* _DIRECTION_
Update everything from the start of the rows down to the line containing "[[[446,0],[2,0],[0,322],[427,325],[447,28]]]" by replacing "sky" with "water" and leaving all else unchanged. Omit the pictures.

* _RECORD EXCERPTS_
-- Start --
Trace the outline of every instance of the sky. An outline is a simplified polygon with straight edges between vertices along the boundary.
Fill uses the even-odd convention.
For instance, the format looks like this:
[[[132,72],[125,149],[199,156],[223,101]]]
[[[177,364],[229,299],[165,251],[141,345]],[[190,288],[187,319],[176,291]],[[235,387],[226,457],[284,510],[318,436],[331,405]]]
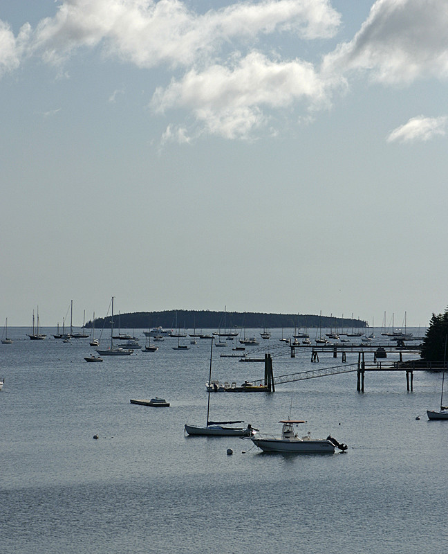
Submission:
[[[446,0],[2,0],[0,322],[427,325],[447,28]]]

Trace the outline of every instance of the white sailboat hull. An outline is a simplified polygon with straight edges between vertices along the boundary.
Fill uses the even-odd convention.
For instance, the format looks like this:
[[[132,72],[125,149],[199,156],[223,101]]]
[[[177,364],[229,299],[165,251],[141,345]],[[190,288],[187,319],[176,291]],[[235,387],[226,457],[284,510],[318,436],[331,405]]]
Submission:
[[[196,427],[185,425],[185,431],[189,435],[214,437],[250,437],[253,431],[243,427],[223,427],[221,425],[209,425],[208,427]]]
-- End --
* _ANSWER IN FULL_
Trace the outline of every instance of the water. An outline is a simplified polygon with straight edges between vertices along the boundary.
Fill uses the even-odd convention.
For instance, the format looks like this:
[[[132,72],[125,149],[199,156],[223,101]]]
[[[177,364],[229,299],[165,251],[141,345]],[[190,288],[187,319],[176,291]],[[235,387],[226,457],[284,510],[318,436],[331,405]]]
Submission:
[[[446,0],[2,0],[0,322],[427,325],[447,28]]]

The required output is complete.